**Zitierter Auszug**
<<<<

In dem schlechtesten Fall, das heißt bei Systemdruck = Öffnungsdruck des Druckbegrenzungsventils, musst Du die Strömungsgeschwindigkeit berechnen und die daraus resultierende Strahlweite mit korrelierender Geschwindigkeit zum Abstand.
Die maximale Förderleistung der Pumpe sollte bei Konstruktion nach Stand der Technik keine Rolle spielen, da ja das DBV direkt nach der Pumpe einen gewissen Teil des Öls wieder in den Tank zurückfließen lässt und so den Druck konstant hält/begrenzt.

Edit: Rechtsschreibung + physikalische Formel eingefügt
Edit2: phys. Formel Klammersetzung korrigiert


----------



## stevenn (19 November 2019)

@det:
Sie hinterfragen nicht nur die Schläuche, sondern auch alle anderen Verrohrungen, die noch vorhanden sind. und eine tägliche Untersuchung ist schlecht umsetzbar, da manche Rohre/ Schläuche in 5 m Höhe sind. aber dein Ansatz ist schon gut

@Holzmichl: sehr interessant, das war mir bis jetz so noch nicht bekannt. (bin auch nicht aus der Hydraulik ;-) )  Diese Formel ist wahrscheinlich aus irgendeinem  Tabellenbuch oder so?


----------



## Holzmichl (27 November 2019)

>>>>

**Aufgabenstellung**
Schreibe die Forendiskussion über Hydraulikleitungen und das Druckbegrenzungsventil weiter, indem du den Text von Holzmichls Beitrag vom 27. November 2019 verfasst.

**Datenblock**
<<<<

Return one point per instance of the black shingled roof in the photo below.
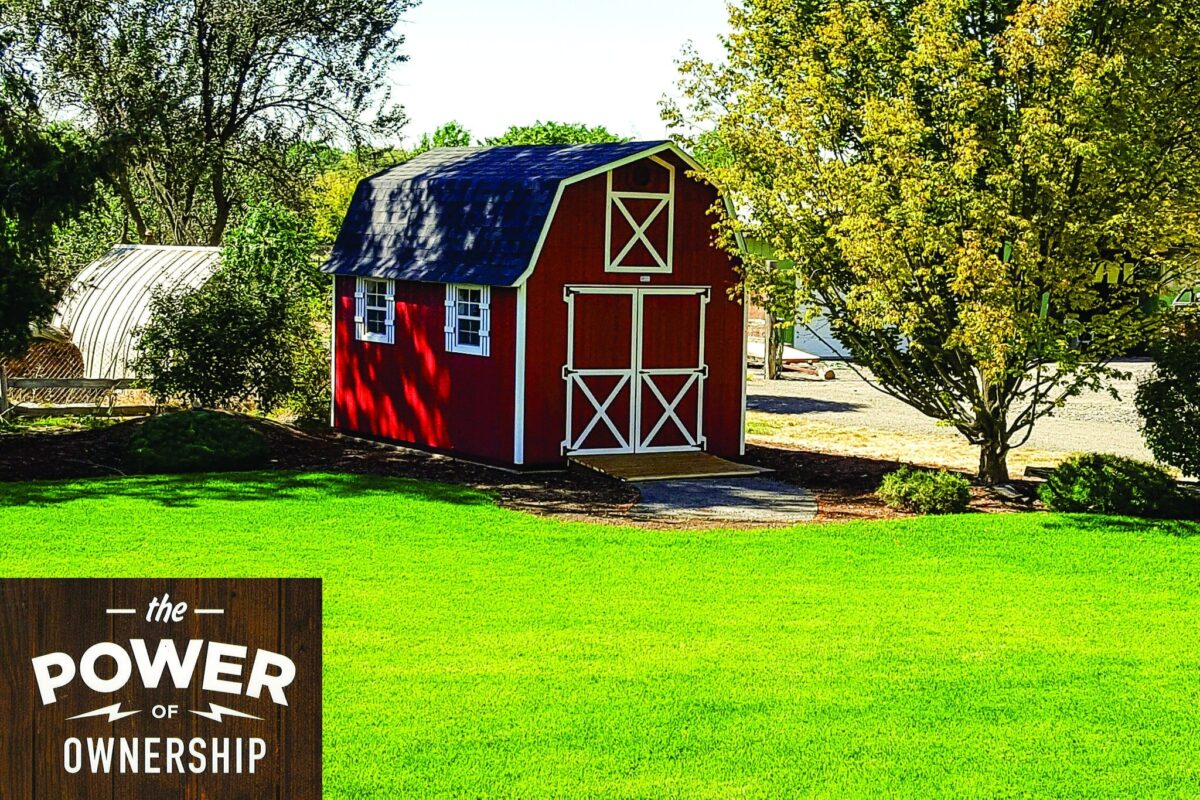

>>>>

**Richtige Antwort**
Sorry für die späte Antwort.
Die Formel ist aus zwei Einzelformeln zusammengesetzt und ist allgemein in der Literatur zur Strömungsmechanik zu finden.
z.B. https://link.springer.com/chapter/10.1007/978-3-8351-9126-6_7

Das alles ist aber relativ wertlos, wenn Ihr mit starken Druckschlägen zu kämpfen habt.
Aus der Erfahrung kann ich sagen, dass eine 30kW / 250bar Hydraulik bei unpassend hohem anliegendem Druck problemlos 400bar-Schläuche aus den Fittings zieht, wenn ein Ventil öffnet und schlagartig die dahinter liegenden Bauteile versorgt.
Die besagte Anlage arbeitet absolut problemlos seit Jahren bei sanftem Druckaufbau per Prop-Ventil und mit je nachdem Rückschlagventilen in den Leitungen.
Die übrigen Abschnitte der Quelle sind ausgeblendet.